### Task instructions
Please print each entry below exactly as it reads.

### Material for this exercise

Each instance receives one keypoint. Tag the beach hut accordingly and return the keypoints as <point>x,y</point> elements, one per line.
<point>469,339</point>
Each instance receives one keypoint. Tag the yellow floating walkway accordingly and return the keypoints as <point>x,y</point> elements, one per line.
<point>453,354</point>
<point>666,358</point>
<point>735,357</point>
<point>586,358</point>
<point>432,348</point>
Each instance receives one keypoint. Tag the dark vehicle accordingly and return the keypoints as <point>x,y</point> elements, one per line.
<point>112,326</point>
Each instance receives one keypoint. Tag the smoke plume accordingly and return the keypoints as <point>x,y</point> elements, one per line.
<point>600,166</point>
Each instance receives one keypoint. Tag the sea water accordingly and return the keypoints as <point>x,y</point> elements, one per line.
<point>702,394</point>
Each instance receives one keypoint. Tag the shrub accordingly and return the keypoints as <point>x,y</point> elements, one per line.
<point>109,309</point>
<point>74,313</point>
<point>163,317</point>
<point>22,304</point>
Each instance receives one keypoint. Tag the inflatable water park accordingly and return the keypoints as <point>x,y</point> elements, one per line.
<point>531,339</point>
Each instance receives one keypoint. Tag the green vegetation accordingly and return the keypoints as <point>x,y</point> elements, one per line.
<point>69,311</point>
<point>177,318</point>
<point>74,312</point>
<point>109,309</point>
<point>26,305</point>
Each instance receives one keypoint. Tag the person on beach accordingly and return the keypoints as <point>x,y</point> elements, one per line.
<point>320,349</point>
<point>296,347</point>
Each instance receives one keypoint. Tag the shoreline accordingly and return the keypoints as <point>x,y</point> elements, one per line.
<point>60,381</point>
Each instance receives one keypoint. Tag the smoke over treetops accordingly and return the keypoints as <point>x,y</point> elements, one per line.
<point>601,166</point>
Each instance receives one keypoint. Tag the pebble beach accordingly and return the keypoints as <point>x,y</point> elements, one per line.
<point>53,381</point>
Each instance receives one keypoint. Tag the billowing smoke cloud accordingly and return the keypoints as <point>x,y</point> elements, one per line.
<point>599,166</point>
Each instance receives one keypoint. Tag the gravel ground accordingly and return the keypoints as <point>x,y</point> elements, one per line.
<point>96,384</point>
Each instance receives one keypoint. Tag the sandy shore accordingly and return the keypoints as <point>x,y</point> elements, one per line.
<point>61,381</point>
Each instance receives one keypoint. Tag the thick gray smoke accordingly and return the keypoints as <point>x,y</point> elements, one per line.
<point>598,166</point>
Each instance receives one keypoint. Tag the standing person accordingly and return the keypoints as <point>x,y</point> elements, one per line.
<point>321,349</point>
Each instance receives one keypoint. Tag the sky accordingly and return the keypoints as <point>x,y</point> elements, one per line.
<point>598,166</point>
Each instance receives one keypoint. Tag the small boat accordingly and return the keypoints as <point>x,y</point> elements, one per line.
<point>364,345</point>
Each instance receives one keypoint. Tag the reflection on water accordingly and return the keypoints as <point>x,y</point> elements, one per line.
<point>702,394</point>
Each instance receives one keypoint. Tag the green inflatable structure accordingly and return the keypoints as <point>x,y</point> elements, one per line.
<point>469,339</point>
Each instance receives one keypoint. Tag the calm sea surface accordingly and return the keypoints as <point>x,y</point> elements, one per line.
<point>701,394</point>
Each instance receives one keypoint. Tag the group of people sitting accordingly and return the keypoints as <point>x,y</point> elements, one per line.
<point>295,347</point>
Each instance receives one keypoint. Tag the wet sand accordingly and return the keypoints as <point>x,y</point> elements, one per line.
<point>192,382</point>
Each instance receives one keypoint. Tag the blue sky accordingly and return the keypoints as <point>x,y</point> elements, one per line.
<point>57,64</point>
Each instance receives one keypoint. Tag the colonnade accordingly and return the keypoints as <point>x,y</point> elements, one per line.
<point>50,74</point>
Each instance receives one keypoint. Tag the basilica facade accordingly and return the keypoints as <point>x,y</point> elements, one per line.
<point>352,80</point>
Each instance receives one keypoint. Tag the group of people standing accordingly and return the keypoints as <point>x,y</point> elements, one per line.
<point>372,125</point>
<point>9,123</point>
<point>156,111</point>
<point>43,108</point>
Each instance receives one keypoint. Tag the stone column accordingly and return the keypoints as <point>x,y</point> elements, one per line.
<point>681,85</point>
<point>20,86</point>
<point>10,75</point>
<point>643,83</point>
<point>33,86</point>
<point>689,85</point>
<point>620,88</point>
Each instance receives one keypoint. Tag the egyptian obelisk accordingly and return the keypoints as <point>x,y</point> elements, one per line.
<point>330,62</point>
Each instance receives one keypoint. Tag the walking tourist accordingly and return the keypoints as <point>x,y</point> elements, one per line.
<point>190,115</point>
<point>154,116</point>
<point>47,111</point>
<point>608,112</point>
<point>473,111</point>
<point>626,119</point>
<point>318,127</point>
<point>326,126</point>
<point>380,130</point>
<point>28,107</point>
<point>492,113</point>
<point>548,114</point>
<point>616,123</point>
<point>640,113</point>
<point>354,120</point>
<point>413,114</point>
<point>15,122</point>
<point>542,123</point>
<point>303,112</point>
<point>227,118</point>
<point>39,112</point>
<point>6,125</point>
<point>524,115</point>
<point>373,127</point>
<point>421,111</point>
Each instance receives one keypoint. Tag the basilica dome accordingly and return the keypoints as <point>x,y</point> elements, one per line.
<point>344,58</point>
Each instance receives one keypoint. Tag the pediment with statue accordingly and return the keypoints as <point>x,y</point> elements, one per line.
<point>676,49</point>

### Solution to this problem
Each instance receives one keypoint. Tag the beach hut accordingly and return the keypoints as <point>x,y</point> elements, one per line.
<point>469,339</point>
Each instance receives one keypoint. Tag the yellow floating walkway accordingly and return the keypoints as <point>x,y</point> elements, one per line.
<point>453,354</point>
<point>666,358</point>
<point>735,357</point>
<point>586,358</point>
<point>432,348</point>
Each instance receives one keypoint. Tag the dark vehicle accordingly and return the keypoints as <point>x,y</point> elements, one per line.
<point>112,326</point>
Each instance receives one keypoint. Tag the smoke plume accordingly and return the keypoints as <point>x,y</point> elements, one per line.
<point>600,166</point>
Each instance receives one keypoint. Tag the sea water accordingly and return the keypoints as <point>x,y</point> elements, one per line.
<point>702,394</point>
Each instance receives one keypoint. Tag the shrub accordingly and return the keypoints as <point>x,y</point> elements, one per line.
<point>109,309</point>
<point>74,313</point>
<point>163,317</point>
<point>22,304</point>
Each instance receives one keypoint. Tag the inflatable water park accordingly and return the keypoints as <point>x,y</point> elements, one per line.
<point>531,339</point>
Each instance receives one keypoint. Tag the green vegetation accordingly and return the keypoints as <point>x,y</point> elements, one per line.
<point>69,311</point>
<point>177,318</point>
<point>74,312</point>
<point>109,309</point>
<point>26,305</point>
Each instance receives one keypoint. Tag the person on beach accordingly and return the keypoints as <point>x,y</point> elements, one per line.
<point>320,349</point>
<point>296,347</point>
Each instance receives one keypoint. Tag the shoreline accordingly and return the keypoints as <point>x,y</point> elements, one per line.
<point>60,381</point>
Each instance receives one keypoint. Tag the smoke over treetops accordingly and return the keypoints as <point>x,y</point> elements, one per line.
<point>601,166</point>
Each instance receives one keypoint. Tag the pebble beach accordingly and return the keypoints as <point>x,y</point> elements, one per line.
<point>53,381</point>
Each instance receives one keypoint. Tag the billowing smoke cloud accordingly and return the keypoints as <point>x,y</point> elements, one per line.
<point>599,166</point>
Each instance receives one keypoint. Tag the gravel ground accordingly and return the keypoints as <point>x,y</point> elements, one per line.
<point>96,384</point>
Each instance receives one keypoint. Tag the sandy shore accordingly and return the keypoints as <point>x,y</point> elements, one per line.
<point>61,381</point>
Each instance receives one keypoint. Tag the thick gray smoke accordingly and return the keypoints as <point>x,y</point> elements, one per line.
<point>598,166</point>
Each instance receives one keypoint. Tag the standing person accordingly and return the keypoints as <point>x,y</point> elements, one per line.
<point>321,349</point>
Each instance receives one keypoint. Tag the sky accordingly and return the keypoints as <point>x,y</point> elements, one per line.
<point>598,166</point>
Each instance receives one keypoint. Tag the small boat accordingly and return the keypoints as <point>x,y</point> elements, one per line.
<point>364,345</point>
Each instance receives one keypoint. Tag the reflection on water accordingly and return the keypoints as <point>x,y</point> elements, one per line.
<point>702,394</point>
Each instance receives one keypoint. Tag the green inflatable structure accordingly and return the keypoints as <point>x,y</point> elements, one per line.
<point>469,339</point>
Each instance receives one keypoint. Tag the calm sea surface accordingly and return the keypoints as <point>x,y</point> elements, one per line.
<point>701,394</point>
Each instance receives one keypoint. Tag the group of people sitting accordingly and return the keypoints as <point>x,y</point> elements, one per line.
<point>295,347</point>
Each instance receives one keypoint. Tag the wet sand accordingly and return the keypoints as <point>x,y</point> elements, one per line.
<point>192,382</point>
Each instance receives one keypoint. Tag the blue sky accordingly and return the keypoints as <point>x,y</point> elements, one per line.
<point>57,64</point>
Each instance receives one keypoint. Tag the colonnade accordingly and return the keypoints as <point>x,y</point> elements, one per line.
<point>50,74</point>
Each instance receives one keypoint. Tag the basilica facade accordingly and return the keypoints as <point>x,y</point> elements, one per line.
<point>352,80</point>
Each instance receives one keypoint. Tag the group of people standing accordingly and return the keypoints as <point>x,y</point> elements, one per line.
<point>372,125</point>
<point>9,123</point>
<point>156,111</point>
<point>43,108</point>
Each instance receives one keypoint. Tag the stone column accordingly and return the keypoints as <point>x,y</point> elements, one per line.
<point>681,85</point>
<point>20,86</point>
<point>10,75</point>
<point>643,83</point>
<point>33,86</point>
<point>689,85</point>
<point>620,88</point>
Each instance receives one keypoint. Tag the egyptian obelisk accordingly and return the keypoints as <point>x,y</point> elements, one per line.
<point>330,62</point>
Each instance receives one keypoint. Tag the walking tourist accordingly and return the keypoints as <point>x,y</point> elements, one per line.
<point>190,115</point>
<point>154,116</point>
<point>47,111</point>
<point>608,112</point>
<point>473,111</point>
<point>626,119</point>
<point>318,127</point>
<point>326,126</point>
<point>380,130</point>
<point>28,107</point>
<point>492,113</point>
<point>548,114</point>
<point>616,123</point>
<point>640,113</point>
<point>354,120</point>
<point>413,114</point>
<point>15,122</point>
<point>542,123</point>
<point>303,112</point>
<point>227,118</point>
<point>39,112</point>
<point>6,125</point>
<point>524,115</point>
<point>373,127</point>
<point>421,111</point>
Each instance receives one keypoint. Tag the basilica dome accordingly and return the keypoints as <point>x,y</point> elements, one per line.
<point>344,58</point>
Each instance receives one keypoint. Tag the pediment with statue accordingly and return the keypoints as <point>x,y</point> elements, one per line.
<point>676,49</point>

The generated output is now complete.